Provided records.
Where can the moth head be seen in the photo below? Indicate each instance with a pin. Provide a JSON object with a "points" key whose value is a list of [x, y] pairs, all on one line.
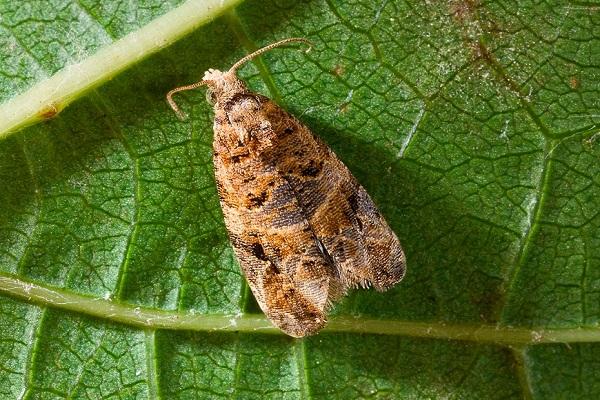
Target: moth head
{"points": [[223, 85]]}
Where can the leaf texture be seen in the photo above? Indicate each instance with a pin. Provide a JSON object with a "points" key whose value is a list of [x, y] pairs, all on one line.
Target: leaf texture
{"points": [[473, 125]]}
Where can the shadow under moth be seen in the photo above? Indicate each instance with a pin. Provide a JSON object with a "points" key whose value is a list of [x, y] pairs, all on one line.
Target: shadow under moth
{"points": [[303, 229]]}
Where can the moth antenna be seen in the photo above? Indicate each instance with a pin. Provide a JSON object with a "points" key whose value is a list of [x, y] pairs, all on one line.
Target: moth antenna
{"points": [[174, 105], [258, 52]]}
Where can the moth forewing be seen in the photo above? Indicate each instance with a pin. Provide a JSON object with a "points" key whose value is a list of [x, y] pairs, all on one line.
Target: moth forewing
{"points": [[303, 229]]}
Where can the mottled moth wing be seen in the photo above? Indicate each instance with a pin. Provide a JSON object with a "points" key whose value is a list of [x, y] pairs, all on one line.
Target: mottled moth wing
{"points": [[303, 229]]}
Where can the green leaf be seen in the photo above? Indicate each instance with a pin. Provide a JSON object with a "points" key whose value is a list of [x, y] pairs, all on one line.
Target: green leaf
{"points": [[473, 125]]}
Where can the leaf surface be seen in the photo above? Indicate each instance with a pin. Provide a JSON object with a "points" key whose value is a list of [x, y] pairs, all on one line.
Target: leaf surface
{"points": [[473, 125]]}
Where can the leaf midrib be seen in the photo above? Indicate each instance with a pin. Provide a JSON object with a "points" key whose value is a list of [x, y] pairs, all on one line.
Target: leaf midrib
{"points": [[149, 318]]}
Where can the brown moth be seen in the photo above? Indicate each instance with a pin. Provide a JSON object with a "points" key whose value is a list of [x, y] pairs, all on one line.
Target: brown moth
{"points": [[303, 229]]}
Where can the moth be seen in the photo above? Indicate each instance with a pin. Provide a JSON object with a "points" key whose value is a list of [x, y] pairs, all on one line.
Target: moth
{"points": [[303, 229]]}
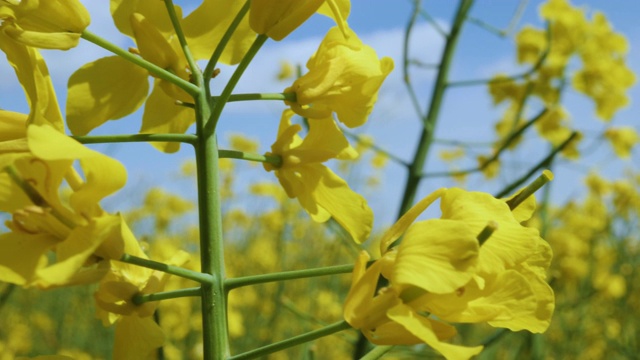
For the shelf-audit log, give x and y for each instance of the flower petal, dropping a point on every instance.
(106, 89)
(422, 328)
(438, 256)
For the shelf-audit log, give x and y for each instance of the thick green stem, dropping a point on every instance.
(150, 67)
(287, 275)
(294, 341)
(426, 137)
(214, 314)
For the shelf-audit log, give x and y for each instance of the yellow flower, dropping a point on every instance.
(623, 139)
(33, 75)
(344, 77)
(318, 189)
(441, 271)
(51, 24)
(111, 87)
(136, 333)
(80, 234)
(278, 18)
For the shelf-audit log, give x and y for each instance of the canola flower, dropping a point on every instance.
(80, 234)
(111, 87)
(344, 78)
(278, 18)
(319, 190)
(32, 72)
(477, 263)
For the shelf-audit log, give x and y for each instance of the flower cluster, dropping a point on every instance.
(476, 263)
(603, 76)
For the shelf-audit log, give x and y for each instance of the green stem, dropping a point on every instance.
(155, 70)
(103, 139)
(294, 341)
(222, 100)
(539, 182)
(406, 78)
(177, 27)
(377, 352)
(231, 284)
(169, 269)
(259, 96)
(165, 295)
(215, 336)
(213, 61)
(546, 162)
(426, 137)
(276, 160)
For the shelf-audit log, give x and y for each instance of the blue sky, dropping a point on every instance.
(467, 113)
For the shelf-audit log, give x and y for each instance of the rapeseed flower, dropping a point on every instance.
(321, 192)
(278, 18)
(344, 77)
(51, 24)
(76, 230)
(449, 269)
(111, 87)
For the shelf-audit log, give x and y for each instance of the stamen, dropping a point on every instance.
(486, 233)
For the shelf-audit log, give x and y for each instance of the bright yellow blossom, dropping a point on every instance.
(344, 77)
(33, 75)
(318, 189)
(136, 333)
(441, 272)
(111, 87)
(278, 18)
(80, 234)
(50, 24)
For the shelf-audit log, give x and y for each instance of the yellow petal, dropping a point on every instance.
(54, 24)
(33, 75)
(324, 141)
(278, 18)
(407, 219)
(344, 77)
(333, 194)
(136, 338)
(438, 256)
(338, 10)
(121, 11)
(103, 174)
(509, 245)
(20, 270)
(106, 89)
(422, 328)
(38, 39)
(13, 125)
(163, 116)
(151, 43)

Given instruction. Quote the preceding listing precisely and completely, omitting its images.

Solution to the problem.
Where can the moth head be seen in the photo below? Indicate each instance with a pin. Provide a JSON object with a "points" key whose value is a list of [x, y] pairs, all on one line.
Target: moth head
{"points": [[223, 85]]}
Where can the leaf texture be seen in the photo above? Indicate each instance with a pin. Provide a JSON object with a "points" key whose value is a list of [x, y] pairs, all on one line.
Target: leaf texture
{"points": [[473, 125]]}
Where can the shadow under moth be seen in the photo above? Indicate each instance with a pin. Provide a JSON object with a "points" key whose value is a list of [x, y] pairs, all on one line.
Target: shadow under moth
{"points": [[303, 229]]}
Where can the moth antenna be seen in the photo above? Indicate each instance with a pin. Provide a JSON object with a "points" key whose value is a list of [x, y] pairs, all on one line.
Target: moth antenna
{"points": [[174, 105], [258, 52]]}
Where can the moth forewing be seen in the photo above? Indicate each instance with a pin. Provide a JSON object with a "points" key whose value is a list of [x, y] pairs, all on one line.
Target: moth forewing
{"points": [[303, 229]]}
Where can the mottled moth wing be seen in the photo above? Indicate each instance with a pin. Provide a JSON object with a "points" key whose value is a list of [x, y] pairs, all on one line.
Target: mottled moth wing
{"points": [[303, 229]]}
Where can the green leaf be seen in the photo above? Indicate each instance with a pin. Provide a JSON object with a "points" key whose value is a list of [x, y] pairs, all on one line.
Target: green leaf
{"points": [[473, 125]]}
Where can the leaf surface be seen in the photo above? Indicate each instance with a pin. Provide a JSON object with a "points" key whose value is a list of [x, y] pairs, all on one line.
Target: leaf surface
{"points": [[473, 125]]}
Where can the leaf midrib be seen in the photo above? Indicate each instance with a pin. Provide a JSON object with a "points" key whose value is a list of [x, y] pairs, all on one line.
Target: leaf midrib
{"points": [[149, 318]]}
Where can the brown moth be seen in the photo above? Indicate each instance with a pin. Provide a JSON object with a "points" key whose value is a list of [x, y] pairs, all on one line.
Target: brown moth
{"points": [[303, 229]]}
Where can the moth be seen in the photo above? Indicate each instance with a pin. Provide a JSON object with a "points" key whose value is a list of [x, y] pairs, all on one line.
Target: moth
{"points": [[303, 229]]}
For the shelf-audit log, give x and y for each instance of the flower petal, dropping a point on every instance.
(106, 89)
(422, 328)
(438, 256)
For the shelf-audit log, give x and y for each instance of the thick green stem, dropping a point on every instance.
(150, 67)
(287, 275)
(294, 341)
(426, 137)
(214, 314)
For the shelf-audit log, give x and y for each instance of the yellow flower, dropping a point on every instance.
(623, 139)
(33, 75)
(344, 77)
(318, 189)
(441, 271)
(51, 24)
(111, 87)
(136, 333)
(80, 234)
(278, 18)
For the shelf-audit log, give x and y for each instance of the canola flower, dropping a point on every instance.
(80, 234)
(111, 87)
(344, 78)
(278, 18)
(319, 190)
(32, 72)
(477, 263)
For the shelf-audit log, give x and y for each instance of the flower cluster, dropping a point on every instance.
(476, 263)
(603, 76)
For the shelf-audit log, give x and y for each instance of the green stem, dropping a point on every instance.
(155, 70)
(103, 139)
(294, 341)
(222, 100)
(539, 182)
(406, 78)
(177, 27)
(377, 352)
(231, 284)
(169, 269)
(259, 96)
(165, 295)
(215, 336)
(213, 61)
(546, 162)
(426, 137)
(276, 160)
For the shelf-audit log, give x and y for each instance of the blue sky, dropping a point on every instance.
(467, 113)
For the shelf-audit log, give x and y for each instance of the rapeseed flower, dropping a point on every instance.
(321, 192)
(278, 18)
(344, 77)
(51, 24)
(76, 230)
(449, 269)
(111, 87)
For the shelf-audit log, give x and y for each instance of the stamen, dropping a point on every instance.
(486, 233)
For the shelf-audit log, give x and y for each instance of the bright yellow blossom, dropping a point on every instance.
(344, 77)
(33, 75)
(318, 189)
(136, 333)
(441, 272)
(111, 87)
(278, 18)
(80, 234)
(50, 24)
For the shelf-audit log, give x and y for each instance of the yellow petal, dropping a point on every instance.
(54, 24)
(33, 75)
(324, 141)
(278, 18)
(407, 219)
(344, 77)
(333, 194)
(136, 338)
(438, 256)
(338, 10)
(121, 11)
(103, 174)
(509, 245)
(20, 270)
(106, 89)
(422, 328)
(38, 39)
(13, 125)
(163, 116)
(151, 43)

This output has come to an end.